*TASK DETAILS:*
Please convert the items below into a two-column CSV with the columns item and answer, covering everything from the start of the items through the line containing "[[242, 272, 316, 340]]", both ends included. Give one row per item, with each value in a single quoted field and any line breaks replaced by spaces.

*RECORDS FOR PROCESSING:*

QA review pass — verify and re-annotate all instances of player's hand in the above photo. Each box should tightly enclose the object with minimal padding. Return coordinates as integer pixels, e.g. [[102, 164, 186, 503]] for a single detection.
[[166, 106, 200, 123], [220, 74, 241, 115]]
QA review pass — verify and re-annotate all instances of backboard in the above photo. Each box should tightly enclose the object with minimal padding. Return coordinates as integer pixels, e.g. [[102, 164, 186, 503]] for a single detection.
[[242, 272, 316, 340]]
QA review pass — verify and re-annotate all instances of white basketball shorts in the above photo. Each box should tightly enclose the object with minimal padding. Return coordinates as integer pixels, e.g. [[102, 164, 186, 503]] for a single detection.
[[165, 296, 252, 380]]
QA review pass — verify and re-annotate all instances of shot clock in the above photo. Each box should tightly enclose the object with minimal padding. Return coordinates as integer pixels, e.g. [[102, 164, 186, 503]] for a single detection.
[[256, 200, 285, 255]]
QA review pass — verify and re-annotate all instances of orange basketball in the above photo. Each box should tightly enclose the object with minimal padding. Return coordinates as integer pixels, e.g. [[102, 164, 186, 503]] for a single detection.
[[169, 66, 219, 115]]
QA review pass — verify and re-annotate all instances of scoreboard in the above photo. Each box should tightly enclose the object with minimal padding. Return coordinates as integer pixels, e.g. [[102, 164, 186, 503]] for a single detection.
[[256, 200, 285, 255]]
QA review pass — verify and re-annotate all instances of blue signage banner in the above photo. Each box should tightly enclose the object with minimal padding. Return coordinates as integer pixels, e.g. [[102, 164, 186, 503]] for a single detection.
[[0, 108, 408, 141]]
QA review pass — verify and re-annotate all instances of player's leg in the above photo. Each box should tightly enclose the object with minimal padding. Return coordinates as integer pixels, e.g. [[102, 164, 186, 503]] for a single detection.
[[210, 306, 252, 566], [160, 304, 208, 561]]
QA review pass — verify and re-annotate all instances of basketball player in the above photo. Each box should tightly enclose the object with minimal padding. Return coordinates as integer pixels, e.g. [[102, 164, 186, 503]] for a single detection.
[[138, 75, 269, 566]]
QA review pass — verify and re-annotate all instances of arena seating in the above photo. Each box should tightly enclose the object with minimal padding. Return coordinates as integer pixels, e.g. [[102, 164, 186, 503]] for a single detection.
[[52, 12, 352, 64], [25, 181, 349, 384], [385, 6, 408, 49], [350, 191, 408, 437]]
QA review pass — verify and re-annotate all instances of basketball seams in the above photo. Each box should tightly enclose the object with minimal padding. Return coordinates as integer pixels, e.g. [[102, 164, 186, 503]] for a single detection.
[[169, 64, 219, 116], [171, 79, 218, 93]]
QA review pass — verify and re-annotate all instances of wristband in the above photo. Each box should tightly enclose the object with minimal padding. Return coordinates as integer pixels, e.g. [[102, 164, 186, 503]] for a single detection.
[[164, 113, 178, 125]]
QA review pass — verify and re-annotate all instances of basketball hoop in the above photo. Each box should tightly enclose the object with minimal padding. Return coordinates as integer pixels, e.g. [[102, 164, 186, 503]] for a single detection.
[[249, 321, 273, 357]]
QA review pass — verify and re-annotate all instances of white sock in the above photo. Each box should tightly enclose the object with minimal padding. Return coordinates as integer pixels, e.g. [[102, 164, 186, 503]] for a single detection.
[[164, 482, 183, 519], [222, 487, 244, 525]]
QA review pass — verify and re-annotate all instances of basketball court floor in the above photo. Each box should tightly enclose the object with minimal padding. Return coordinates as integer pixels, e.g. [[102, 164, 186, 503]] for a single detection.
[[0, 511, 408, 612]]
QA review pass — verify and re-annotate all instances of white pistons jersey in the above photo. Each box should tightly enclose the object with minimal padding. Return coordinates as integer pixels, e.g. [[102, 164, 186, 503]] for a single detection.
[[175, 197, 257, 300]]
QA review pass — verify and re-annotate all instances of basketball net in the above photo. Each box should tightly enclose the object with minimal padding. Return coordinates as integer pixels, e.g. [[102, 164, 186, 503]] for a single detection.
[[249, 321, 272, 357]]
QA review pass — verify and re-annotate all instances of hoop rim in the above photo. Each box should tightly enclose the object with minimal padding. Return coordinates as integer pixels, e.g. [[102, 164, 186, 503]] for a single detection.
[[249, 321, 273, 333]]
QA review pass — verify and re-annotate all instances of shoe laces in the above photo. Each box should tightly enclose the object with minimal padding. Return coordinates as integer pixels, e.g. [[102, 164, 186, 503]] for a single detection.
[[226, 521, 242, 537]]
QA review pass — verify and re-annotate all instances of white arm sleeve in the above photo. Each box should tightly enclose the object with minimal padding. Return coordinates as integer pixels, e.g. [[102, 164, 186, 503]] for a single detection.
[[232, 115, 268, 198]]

*OUTPUT OF THE EXERCISE:*
item,answer
"QA review pass — verify and re-annotate all instances of player's hand in the above photo. Each box should tightly enclose the object with minimal padding. Return coordinates as integer pixels, e.g. [[102, 164, 186, 503]] for a single detection.","[[166, 106, 200, 123], [220, 74, 241, 115]]"
"QA review pass — verify and re-annotate all instances of backboard in the above photo. Each box should tightly enclose the object with minimal padding. Return coordinates as integer pixels, e.g. [[102, 164, 186, 503]] for a single detection.","[[242, 272, 316, 340]]"